* WHAT THE EXERCISE ASKS: For each statement, say yes or no depending on whether the race day account below agrees with it, and quote the words from the account that decide it: 1. Churchill was the paddock pick. 2. Going to the races was Jack's idea. 3. Jacqui won money from the on course bookies.

* TEXT:
Much boozing inside the race course: a beer fest, or whatever the urine coloured liquid in plastic cups is. But a pleasant atmosphere, if busier and more corporate than in my day. Lots of groups of lads (which I like) sharp suited and coiffed – X Factor, Only Way is Essex. Not many girls, dressed like cockatoos. One very handsome youth, with a girl on his arm (unusually – it’s mainly single sex groupings) grins on seeing me, as if in recognition, and continues smiling as I pass by. All is perhaps explained a little later when a middle aged woman, very politely, also peering interestedly at me, asks: ‘Are you off “Countdown?”’ I’m not, I say, ‘though I did know Richard Whiteley,’ as if to compensate for her disappointment. And well enough, indeed, to have gone to the races with him a couple of times, though I don’t say this. Somebody has mentioned my resemblance to whoever the handsome buck is on ‘Countdown’ before, and I need to check it out - if I can overcome an aversion to brightly coloured, over lit, jolly daytime telly.
The winds from the Urals have died down a bit; Jacqui has tried out the on course bookies a couple of times (unsuccessfully) and we follow an old ritual of mine, going down to the pre-parade ring, thereby missing the previous race to the Guineas (though you can see most things on the big screens these days). I love the pre parade ring. It’s quiet: the colts parade with their numbers on, and you have to pick them out. Number 3 is Churchill – not particularly impressive, I think, though lithe, on his toes (the Frankel sired Eminent is paddock pick), and I ramble on to Jack about breeding. Churchill is by Galileo out of a fast Storm Cat mare. Galileo is possibly an even greater sire than his dad, Sadler’s Wells, or granddad. Northern Dancer. It’s this side of the game that interests me rather than ten pound accumulator bets and the rest. Churchill wins, cleverly, to not an enormous amount of enthusiasm from the crowd. He’s short odds, and his team are winning everything at the moment – it’s Aidan’s eighth Guineas winner. The following day he will also train the winner of the 1,000 Guineas (the fillies’ equivalent) with another Galileo, and also take the second spot –with yet another Galileo. I talk about the sire’s breeding and racing record; Jack is in, as they say, ‘listening mode.’ It was his idea to go to the races. Years ago I gave him a framed print of those jockey cigarette cards you used to get before smoking became miserable. I also happened to have the equivalent loose cards, a full set, and little Jack liked matching them. It sparked something. After I’ve gone he will inherit my Vanity Fair jockey prints, worth a bob or two, but I hope a reminder of me. ‘Pass it on’ as Hector in ‘The History Boys’ says.

* DATA SHOWN:
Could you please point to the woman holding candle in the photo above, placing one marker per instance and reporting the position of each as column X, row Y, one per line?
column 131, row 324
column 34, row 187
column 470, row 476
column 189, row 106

* WRITTEN ANSWER:
1. No: "the Frankel sired Eminent is paddock pick"
2. Yes: "It was his idea to go to the races."
3. No: "Jacqui has tried out the on course bookies a couple of times (unsuccessfully)"